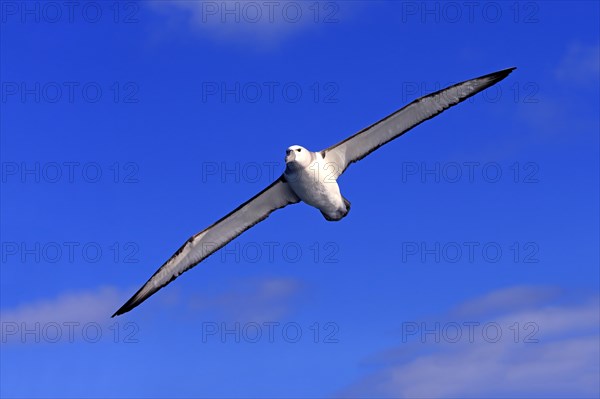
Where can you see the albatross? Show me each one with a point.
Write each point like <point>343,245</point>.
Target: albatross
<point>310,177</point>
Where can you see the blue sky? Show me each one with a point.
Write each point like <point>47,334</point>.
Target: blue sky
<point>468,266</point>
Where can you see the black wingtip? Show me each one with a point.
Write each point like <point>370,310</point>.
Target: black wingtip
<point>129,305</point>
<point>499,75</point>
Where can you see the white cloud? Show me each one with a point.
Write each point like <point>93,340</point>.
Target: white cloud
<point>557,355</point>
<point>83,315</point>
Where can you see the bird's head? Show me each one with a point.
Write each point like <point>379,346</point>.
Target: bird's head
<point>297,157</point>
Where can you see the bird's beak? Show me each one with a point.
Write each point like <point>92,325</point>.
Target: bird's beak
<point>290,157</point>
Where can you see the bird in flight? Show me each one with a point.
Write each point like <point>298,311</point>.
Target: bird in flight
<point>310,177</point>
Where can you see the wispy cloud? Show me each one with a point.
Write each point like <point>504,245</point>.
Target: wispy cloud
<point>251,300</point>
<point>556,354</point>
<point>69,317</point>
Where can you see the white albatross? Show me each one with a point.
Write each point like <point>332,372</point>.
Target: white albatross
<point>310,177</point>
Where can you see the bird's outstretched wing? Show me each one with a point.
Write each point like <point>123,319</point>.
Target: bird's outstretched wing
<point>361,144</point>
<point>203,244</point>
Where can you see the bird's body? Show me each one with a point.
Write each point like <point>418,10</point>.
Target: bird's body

= = =

What needs to be done> Rewrite the records from the line containing "Where can you see the blue" through the end of the records, swapping "Show me each one" for "Mark each one" and leaving everything else unchanged. Give only those lines.

Task output>
Where can you see the blue sky? Mark each one with a point.
Write each point like <point>47,334</point>.
Target: blue sky
<point>468,266</point>
Where can you see the black wingtip? Mark each one with a point.
Write each point like <point>370,310</point>.
Target: black wingtip
<point>129,305</point>
<point>499,75</point>
Where can you see the white cloud? Mark each one with a point.
Write each point like <point>93,340</point>.
Target: white cloud
<point>557,355</point>
<point>83,315</point>
Where can you see the bird's head? Mark each one with a point.
Write each point like <point>379,346</point>.
Target: bird's head
<point>297,157</point>
Where can you see the bird's beak? Mark each one with a point.
Write each point like <point>92,325</point>.
Target: bird's beak
<point>290,157</point>
Where can you see the bird in flight? Mark each one with a point.
Write each point like <point>298,311</point>.
Target: bird in flight
<point>310,177</point>
Where can you see the wispy cloud? Mark each one with a point.
Write each point like <point>504,245</point>.
Target: wispy cloud
<point>251,300</point>
<point>556,354</point>
<point>69,317</point>
Where can you see the white albatross? Mark each one with a point.
Write each point like <point>332,372</point>.
Target: white albatross
<point>310,177</point>
Where can you see the bird's outstretched wing? Mark each one with a point.
Write each point like <point>123,319</point>.
Target: bird's outstretched wing
<point>361,144</point>
<point>203,244</point>
Where can you see the bird's body? Mark each one with a point.
Write each point like <point>418,10</point>.
Target: bird's body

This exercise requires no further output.